» Try it:
Exactly the line that contains "Query: chair back" and the lines following it to the end of the data are to be reproduced, and nothing more.

» Data listing:
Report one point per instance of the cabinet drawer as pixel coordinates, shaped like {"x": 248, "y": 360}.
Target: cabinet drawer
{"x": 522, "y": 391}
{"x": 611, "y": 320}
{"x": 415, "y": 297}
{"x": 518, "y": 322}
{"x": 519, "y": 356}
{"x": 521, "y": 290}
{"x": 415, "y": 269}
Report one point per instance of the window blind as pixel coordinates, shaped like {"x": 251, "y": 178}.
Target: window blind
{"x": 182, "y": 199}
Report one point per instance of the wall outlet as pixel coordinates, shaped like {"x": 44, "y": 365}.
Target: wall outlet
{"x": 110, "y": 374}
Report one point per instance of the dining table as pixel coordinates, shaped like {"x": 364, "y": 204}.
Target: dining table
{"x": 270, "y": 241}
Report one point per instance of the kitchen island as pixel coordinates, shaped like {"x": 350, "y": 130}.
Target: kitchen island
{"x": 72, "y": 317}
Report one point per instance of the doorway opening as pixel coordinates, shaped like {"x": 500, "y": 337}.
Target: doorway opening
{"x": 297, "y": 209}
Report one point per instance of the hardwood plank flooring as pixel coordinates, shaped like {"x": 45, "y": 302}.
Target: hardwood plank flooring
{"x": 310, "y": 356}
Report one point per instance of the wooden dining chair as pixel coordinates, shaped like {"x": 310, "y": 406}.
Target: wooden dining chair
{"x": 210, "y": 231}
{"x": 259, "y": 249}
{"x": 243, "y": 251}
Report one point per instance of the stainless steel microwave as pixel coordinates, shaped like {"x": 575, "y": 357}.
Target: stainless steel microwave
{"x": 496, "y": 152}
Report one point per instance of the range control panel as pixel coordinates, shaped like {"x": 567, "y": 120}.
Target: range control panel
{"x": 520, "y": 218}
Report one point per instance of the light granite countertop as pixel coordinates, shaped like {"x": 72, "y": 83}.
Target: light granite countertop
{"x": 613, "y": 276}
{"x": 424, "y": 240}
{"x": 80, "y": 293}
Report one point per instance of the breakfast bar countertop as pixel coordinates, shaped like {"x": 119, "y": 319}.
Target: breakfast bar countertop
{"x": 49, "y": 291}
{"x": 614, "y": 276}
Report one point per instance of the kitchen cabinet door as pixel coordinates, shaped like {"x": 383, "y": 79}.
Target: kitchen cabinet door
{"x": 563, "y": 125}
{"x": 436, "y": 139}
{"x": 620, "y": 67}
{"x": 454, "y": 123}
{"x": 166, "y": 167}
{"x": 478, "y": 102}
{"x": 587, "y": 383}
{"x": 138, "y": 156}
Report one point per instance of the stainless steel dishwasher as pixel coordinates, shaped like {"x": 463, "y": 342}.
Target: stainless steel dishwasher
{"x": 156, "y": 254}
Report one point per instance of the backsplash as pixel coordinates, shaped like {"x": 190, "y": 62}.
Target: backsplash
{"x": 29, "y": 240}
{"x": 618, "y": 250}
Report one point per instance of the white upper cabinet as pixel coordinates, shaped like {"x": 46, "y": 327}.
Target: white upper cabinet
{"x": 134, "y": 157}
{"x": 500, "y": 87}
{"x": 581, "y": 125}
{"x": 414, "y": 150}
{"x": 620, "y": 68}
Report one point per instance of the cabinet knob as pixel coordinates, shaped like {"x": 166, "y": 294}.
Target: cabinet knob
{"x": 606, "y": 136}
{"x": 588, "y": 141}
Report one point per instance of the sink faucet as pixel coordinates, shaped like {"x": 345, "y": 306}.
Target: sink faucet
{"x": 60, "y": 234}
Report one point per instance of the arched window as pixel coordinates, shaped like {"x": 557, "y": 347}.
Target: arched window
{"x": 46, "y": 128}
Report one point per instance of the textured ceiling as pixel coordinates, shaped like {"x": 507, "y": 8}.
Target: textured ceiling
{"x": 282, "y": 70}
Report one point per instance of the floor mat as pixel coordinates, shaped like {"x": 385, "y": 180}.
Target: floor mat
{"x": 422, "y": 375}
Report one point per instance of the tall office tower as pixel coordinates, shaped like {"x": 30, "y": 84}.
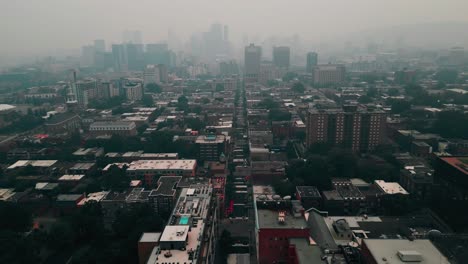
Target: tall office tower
{"x": 85, "y": 91}
{"x": 100, "y": 45}
{"x": 135, "y": 56}
{"x": 132, "y": 36}
{"x": 252, "y": 60}
{"x": 120, "y": 59}
{"x": 162, "y": 73}
{"x": 228, "y": 68}
{"x": 281, "y": 56}
{"x": 133, "y": 90}
{"x": 87, "y": 56}
{"x": 226, "y": 33}
{"x": 151, "y": 74}
{"x": 457, "y": 56}
{"x": 329, "y": 74}
{"x": 159, "y": 53}
{"x": 312, "y": 60}
{"x": 358, "y": 129}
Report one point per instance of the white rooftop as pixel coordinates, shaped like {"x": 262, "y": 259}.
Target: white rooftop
{"x": 162, "y": 165}
{"x": 34, "y": 163}
{"x": 5, "y": 107}
{"x": 175, "y": 233}
{"x": 390, "y": 187}
{"x": 71, "y": 177}
{"x": 150, "y": 237}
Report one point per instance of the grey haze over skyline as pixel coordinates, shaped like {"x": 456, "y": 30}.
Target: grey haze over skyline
{"x": 36, "y": 27}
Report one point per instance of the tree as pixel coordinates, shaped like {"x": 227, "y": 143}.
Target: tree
{"x": 153, "y": 88}
{"x": 14, "y": 217}
{"x": 60, "y": 236}
{"x": 298, "y": 87}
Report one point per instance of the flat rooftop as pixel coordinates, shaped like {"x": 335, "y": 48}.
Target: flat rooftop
{"x": 461, "y": 163}
{"x": 175, "y": 233}
{"x": 166, "y": 185}
{"x": 34, "y": 163}
{"x": 150, "y": 237}
{"x": 308, "y": 191}
{"x": 162, "y": 165}
{"x": 269, "y": 219}
{"x": 71, "y": 177}
{"x": 385, "y": 251}
{"x": 390, "y": 187}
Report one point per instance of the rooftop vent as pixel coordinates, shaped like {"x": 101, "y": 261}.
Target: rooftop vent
{"x": 409, "y": 256}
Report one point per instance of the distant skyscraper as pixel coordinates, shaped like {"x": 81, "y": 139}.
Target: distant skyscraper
{"x": 87, "y": 55}
{"x": 119, "y": 55}
{"x": 132, "y": 36}
{"x": 151, "y": 74}
{"x": 99, "y": 45}
{"x": 281, "y": 56}
{"x": 329, "y": 74}
{"x": 252, "y": 59}
{"x": 135, "y": 56}
{"x": 312, "y": 59}
{"x": 226, "y": 33}
{"x": 457, "y": 56}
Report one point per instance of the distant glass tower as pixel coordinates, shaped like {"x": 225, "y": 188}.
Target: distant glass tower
{"x": 312, "y": 59}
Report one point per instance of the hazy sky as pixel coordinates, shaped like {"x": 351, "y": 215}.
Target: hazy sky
{"x": 30, "y": 26}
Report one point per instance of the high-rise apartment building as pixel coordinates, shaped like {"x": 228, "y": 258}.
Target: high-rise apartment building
{"x": 281, "y": 56}
{"x": 120, "y": 58}
{"x": 133, "y": 91}
{"x": 132, "y": 36}
{"x": 252, "y": 60}
{"x": 151, "y": 74}
{"x": 100, "y": 45}
{"x": 85, "y": 90}
{"x": 135, "y": 56}
{"x": 358, "y": 129}
{"x": 329, "y": 74}
{"x": 312, "y": 60}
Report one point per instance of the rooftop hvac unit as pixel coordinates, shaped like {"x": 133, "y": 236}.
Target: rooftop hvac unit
{"x": 409, "y": 256}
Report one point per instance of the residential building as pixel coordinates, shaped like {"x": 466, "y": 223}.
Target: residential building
{"x": 312, "y": 60}
{"x": 133, "y": 91}
{"x": 400, "y": 251}
{"x": 164, "y": 196}
{"x": 63, "y": 123}
{"x": 120, "y": 58}
{"x": 151, "y": 75}
{"x": 277, "y": 220}
{"x": 252, "y": 59}
{"x": 352, "y": 127}
{"x": 150, "y": 170}
{"x": 329, "y": 74}
{"x": 210, "y": 147}
{"x": 281, "y": 56}
{"x": 116, "y": 127}
{"x": 309, "y": 196}
{"x": 190, "y": 235}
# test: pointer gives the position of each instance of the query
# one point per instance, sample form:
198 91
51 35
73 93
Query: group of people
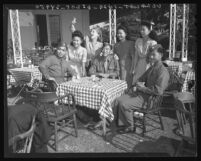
85 56
134 62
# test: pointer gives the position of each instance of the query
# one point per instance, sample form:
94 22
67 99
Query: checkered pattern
25 74
190 75
95 95
176 66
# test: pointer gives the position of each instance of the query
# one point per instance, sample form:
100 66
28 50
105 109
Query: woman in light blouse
93 43
140 62
77 53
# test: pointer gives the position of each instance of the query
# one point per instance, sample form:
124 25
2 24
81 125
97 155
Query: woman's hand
52 79
87 39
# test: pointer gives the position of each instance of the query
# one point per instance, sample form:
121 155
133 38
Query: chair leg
17 95
133 122
143 126
55 136
75 124
161 121
179 149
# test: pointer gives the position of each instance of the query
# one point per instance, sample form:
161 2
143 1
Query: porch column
112 25
185 32
172 30
16 36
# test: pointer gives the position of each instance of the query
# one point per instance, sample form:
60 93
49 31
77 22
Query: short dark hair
78 33
152 34
147 24
125 29
107 44
158 48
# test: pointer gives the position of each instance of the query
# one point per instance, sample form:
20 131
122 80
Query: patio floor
89 141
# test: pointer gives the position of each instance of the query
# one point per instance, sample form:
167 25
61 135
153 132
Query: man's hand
52 79
140 84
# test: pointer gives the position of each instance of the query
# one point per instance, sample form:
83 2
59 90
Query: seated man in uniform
156 80
106 64
55 66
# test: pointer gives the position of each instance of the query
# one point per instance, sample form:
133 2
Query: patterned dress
140 60
125 52
76 58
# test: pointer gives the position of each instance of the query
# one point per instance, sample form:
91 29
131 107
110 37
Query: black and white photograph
109 79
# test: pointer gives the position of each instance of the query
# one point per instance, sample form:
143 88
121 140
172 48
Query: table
190 75
95 95
25 74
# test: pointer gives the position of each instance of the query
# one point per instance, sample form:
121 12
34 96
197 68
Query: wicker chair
59 115
22 143
186 120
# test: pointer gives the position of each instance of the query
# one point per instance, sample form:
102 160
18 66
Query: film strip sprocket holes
100 6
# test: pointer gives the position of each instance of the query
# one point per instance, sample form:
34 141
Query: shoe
91 127
125 130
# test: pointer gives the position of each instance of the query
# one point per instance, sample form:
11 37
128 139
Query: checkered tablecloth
176 66
25 74
190 75
95 95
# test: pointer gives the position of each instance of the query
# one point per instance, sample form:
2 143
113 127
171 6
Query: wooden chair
59 115
187 128
153 108
155 102
19 82
22 143
175 85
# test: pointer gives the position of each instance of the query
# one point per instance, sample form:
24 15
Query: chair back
175 82
188 128
43 97
18 77
154 101
26 139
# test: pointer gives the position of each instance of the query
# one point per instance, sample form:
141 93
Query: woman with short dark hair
124 49
77 53
142 46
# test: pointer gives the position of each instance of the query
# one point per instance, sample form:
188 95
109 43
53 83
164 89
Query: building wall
28 27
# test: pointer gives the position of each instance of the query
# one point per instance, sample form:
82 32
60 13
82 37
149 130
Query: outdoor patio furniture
175 85
98 94
22 143
185 100
24 77
59 115
187 145
141 115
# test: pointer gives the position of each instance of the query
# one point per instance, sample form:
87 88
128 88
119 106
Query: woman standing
93 43
105 64
77 54
142 46
124 49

» Expected answer:
Query: chair back
175 82
188 128
43 97
18 77
154 101
26 139
# test: pointer gives the position of each instance of the query
# one point per instance, sample form:
141 93
Query: woman with short dark hair
124 49
77 53
142 46
# test: pointer gives the position of each instance of the query
# one point per instance, sample form:
188 95
109 43
53 83
164 89
Query: building wall
28 27
# test: pointer gives the position of each instance of the query
# one point per instance, sample form:
82 32
60 13
82 37
149 130
Query: outdoor patio furniture
175 85
98 94
22 143
185 100
24 77
59 115
187 145
141 115
# test: pointer gives the position of each instance of the query
# one point per instance, sample form:
87 88
128 88
119 106
Query: woman standing
93 43
105 64
77 54
142 46
124 49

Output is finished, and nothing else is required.